» Work to be completed: Under this line are the records; write out word for word the part that begins at the line containing "Identify a point for each instance of the boy's left" and ends at the line containing "Identify a point for each instance of the man in", and no more.

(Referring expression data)
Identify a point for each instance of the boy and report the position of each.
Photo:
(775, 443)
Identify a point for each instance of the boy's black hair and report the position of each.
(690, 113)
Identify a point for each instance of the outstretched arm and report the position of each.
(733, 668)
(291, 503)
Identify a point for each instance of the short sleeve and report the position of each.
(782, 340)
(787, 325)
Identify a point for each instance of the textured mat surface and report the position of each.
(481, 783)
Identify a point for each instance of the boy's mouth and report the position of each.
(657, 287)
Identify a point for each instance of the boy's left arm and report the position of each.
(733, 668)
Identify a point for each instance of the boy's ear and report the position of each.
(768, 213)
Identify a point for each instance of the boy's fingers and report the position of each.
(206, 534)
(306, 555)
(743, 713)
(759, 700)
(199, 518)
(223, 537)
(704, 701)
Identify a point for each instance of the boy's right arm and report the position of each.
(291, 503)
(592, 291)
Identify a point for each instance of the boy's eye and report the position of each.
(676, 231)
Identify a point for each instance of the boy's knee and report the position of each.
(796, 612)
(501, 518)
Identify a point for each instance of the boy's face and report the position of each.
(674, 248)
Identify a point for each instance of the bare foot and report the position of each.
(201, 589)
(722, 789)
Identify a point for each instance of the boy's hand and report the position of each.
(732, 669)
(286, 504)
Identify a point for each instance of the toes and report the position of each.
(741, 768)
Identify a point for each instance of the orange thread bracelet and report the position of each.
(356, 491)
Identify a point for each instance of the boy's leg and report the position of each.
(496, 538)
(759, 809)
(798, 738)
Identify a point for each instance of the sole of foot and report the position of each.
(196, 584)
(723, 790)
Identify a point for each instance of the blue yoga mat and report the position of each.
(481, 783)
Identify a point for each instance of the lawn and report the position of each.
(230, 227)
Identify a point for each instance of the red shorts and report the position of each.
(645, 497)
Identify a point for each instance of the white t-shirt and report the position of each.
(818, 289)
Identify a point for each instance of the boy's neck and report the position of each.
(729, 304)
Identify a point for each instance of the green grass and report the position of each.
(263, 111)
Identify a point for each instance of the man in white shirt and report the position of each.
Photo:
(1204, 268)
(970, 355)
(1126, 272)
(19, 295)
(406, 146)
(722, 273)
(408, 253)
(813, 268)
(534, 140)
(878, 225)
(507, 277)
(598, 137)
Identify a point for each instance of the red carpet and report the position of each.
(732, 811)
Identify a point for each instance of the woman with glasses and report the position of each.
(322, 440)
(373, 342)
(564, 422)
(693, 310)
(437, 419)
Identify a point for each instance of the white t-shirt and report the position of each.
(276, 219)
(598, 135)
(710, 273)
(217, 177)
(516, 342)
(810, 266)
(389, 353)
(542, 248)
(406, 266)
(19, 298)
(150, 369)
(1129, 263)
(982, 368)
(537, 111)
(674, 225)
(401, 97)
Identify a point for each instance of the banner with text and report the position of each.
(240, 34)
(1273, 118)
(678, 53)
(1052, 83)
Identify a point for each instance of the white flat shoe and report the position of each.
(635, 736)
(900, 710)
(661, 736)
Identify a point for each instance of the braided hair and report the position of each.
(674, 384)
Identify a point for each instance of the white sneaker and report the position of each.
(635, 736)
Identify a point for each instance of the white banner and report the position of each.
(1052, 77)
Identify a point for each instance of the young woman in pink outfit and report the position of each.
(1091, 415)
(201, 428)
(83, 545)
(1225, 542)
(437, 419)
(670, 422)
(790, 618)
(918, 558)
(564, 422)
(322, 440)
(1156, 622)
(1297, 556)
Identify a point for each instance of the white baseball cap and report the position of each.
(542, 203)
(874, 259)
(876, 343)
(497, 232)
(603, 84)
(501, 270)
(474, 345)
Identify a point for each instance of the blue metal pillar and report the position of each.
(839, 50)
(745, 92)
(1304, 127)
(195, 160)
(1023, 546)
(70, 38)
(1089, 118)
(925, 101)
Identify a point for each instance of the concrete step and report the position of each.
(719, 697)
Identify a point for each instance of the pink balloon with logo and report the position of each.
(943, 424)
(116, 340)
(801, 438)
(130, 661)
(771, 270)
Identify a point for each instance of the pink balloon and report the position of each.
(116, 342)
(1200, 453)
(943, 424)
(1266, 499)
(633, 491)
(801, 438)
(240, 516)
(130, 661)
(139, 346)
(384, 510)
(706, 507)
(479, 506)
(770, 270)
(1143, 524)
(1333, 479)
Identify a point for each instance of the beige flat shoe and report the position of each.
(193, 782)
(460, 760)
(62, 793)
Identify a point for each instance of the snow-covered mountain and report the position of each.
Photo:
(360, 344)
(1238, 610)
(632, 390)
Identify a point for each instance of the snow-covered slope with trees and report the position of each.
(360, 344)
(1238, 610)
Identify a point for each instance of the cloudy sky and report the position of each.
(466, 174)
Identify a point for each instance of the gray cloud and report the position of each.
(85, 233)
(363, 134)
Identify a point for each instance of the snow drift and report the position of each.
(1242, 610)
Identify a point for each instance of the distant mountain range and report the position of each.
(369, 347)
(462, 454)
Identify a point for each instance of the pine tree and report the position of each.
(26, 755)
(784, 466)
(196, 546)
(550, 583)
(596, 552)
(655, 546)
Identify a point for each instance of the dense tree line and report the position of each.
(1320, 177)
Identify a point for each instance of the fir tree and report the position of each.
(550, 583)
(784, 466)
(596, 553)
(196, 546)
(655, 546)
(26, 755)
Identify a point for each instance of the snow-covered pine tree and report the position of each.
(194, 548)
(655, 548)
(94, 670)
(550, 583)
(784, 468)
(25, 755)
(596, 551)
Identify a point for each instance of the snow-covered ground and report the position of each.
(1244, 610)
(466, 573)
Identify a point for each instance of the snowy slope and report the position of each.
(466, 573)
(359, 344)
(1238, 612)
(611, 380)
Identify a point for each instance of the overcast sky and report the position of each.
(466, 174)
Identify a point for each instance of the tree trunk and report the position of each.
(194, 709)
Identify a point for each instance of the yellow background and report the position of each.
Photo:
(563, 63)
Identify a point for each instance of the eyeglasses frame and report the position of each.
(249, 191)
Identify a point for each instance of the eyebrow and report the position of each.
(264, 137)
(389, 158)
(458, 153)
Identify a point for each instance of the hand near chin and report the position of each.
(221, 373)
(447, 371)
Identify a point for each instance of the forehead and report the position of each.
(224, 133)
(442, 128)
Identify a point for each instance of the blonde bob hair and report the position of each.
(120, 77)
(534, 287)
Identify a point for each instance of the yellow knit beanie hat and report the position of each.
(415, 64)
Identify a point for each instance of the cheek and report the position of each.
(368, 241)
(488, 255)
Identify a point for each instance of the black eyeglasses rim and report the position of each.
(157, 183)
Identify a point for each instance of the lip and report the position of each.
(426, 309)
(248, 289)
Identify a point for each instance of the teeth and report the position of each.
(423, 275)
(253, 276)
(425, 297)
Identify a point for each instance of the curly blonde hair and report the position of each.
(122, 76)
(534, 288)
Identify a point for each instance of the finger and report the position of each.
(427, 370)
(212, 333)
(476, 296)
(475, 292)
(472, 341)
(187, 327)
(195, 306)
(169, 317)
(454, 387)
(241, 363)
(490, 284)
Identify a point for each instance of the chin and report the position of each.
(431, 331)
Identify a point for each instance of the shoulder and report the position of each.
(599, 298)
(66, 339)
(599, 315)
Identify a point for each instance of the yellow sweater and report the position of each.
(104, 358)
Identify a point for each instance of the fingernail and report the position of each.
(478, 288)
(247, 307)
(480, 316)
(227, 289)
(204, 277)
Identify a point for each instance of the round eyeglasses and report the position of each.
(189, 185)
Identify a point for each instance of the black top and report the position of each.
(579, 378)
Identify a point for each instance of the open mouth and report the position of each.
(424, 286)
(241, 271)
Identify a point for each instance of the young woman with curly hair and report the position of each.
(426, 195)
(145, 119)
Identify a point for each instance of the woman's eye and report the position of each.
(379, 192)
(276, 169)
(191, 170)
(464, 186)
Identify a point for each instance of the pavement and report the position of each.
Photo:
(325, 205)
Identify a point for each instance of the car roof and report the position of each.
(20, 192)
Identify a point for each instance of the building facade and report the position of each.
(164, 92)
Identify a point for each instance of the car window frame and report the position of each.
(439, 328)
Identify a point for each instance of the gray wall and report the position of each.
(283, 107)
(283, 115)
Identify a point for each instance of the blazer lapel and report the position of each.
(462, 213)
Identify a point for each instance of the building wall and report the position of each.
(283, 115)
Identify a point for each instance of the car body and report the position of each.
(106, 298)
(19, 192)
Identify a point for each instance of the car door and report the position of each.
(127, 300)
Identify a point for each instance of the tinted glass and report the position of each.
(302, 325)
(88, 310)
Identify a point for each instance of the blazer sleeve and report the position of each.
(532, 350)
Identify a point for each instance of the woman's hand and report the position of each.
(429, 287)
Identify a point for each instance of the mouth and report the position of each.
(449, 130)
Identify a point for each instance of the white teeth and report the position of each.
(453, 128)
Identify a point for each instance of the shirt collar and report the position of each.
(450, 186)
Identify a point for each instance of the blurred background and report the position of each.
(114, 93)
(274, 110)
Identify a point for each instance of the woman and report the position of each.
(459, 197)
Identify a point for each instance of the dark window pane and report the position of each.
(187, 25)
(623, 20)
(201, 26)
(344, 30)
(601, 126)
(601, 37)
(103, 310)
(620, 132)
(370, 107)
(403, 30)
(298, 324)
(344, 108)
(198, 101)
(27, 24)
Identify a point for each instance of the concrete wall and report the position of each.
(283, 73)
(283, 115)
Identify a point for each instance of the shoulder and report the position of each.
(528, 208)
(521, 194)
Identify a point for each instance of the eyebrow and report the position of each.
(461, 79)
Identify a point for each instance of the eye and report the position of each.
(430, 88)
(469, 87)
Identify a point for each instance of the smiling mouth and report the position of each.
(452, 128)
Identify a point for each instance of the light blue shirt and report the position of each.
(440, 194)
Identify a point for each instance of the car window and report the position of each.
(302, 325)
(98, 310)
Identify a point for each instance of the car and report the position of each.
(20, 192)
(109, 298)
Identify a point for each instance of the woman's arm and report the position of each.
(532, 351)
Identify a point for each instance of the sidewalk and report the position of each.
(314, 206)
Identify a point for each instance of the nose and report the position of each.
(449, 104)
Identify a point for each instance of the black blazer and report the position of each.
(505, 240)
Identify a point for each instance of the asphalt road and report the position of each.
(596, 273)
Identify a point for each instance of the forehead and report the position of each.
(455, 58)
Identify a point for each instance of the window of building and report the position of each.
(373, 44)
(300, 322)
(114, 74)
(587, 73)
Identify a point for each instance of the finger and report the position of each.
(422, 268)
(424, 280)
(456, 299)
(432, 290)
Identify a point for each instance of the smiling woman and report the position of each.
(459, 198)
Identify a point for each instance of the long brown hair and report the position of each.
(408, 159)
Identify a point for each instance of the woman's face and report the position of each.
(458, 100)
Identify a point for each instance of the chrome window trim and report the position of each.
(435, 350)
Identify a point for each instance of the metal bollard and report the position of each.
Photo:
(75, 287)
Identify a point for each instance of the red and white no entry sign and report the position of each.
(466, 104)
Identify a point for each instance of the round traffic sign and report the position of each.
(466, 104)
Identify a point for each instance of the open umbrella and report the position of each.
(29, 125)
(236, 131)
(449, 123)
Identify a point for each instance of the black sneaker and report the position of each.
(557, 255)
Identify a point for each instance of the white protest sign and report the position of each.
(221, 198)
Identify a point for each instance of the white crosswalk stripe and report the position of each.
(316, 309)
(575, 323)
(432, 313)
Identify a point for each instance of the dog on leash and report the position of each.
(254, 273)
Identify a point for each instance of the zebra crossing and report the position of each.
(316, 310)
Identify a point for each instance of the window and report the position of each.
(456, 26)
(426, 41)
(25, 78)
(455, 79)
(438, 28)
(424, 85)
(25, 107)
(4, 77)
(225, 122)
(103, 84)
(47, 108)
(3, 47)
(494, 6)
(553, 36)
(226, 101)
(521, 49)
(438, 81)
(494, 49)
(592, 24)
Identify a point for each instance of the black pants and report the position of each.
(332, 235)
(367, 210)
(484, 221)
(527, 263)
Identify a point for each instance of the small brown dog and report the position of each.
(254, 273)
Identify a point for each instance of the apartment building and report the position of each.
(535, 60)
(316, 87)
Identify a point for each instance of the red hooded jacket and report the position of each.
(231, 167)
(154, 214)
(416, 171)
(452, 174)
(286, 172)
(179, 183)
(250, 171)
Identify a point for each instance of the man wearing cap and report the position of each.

» Task output:
Identify a point for each instance of the boy's left arm and report the position of each.
(733, 668)
Identify a point for each instance of the boy's ear and report the position of each.
(768, 213)
Identify a point for each instance of the boy's fingers and report the position of each.
(206, 534)
(306, 555)
(743, 713)
(759, 700)
(199, 518)
(223, 537)
(704, 701)
Identify a point for each instance of the boy's right arm and report the position of each.
(291, 503)
(592, 291)
Identify a point for each instance of the boy's eye and report the position of each.
(676, 231)
Identify a point for each instance of the boy's knee and report the position of each.
(796, 612)
(501, 518)
Identify a point for each instance of the boy's face and report the position of each.
(674, 248)
Identify a point for each instance of the bare foot and report the position of each.
(201, 589)
(722, 789)
Identify a point for each instance of the boy's hand and report the position of each.
(732, 669)
(286, 504)
Identify a point for each instance of the toes and report the position of each.
(741, 768)
Identify a point for each instance of the orange thread bracelet and report the position of each.
(356, 491)
Identify a point for each instance of the boy's leg and report the position of each.
(496, 538)
(759, 809)
(798, 738)
Identify a point for each instance of the sole of foot and report the position of each.
(196, 584)
(723, 790)
Identify a point for each instance of the blue yoga mat and report the position of each.
(481, 783)
Identify a point for each instance of the lawn and report the position of each.
(230, 227)
Identify a point for each instance of the red shorts and report the position of each.
(645, 497)
Identify a point for each instance of the white t-shirt and report the position of each.
(818, 289)
Identify a point for each instance of the boy's neck and report the position of each.
(729, 304)
Identify a point for each instance of the green grass and report the position of each.
(263, 111)
Identify a point for each instance of the man in white shirt and report the position of each.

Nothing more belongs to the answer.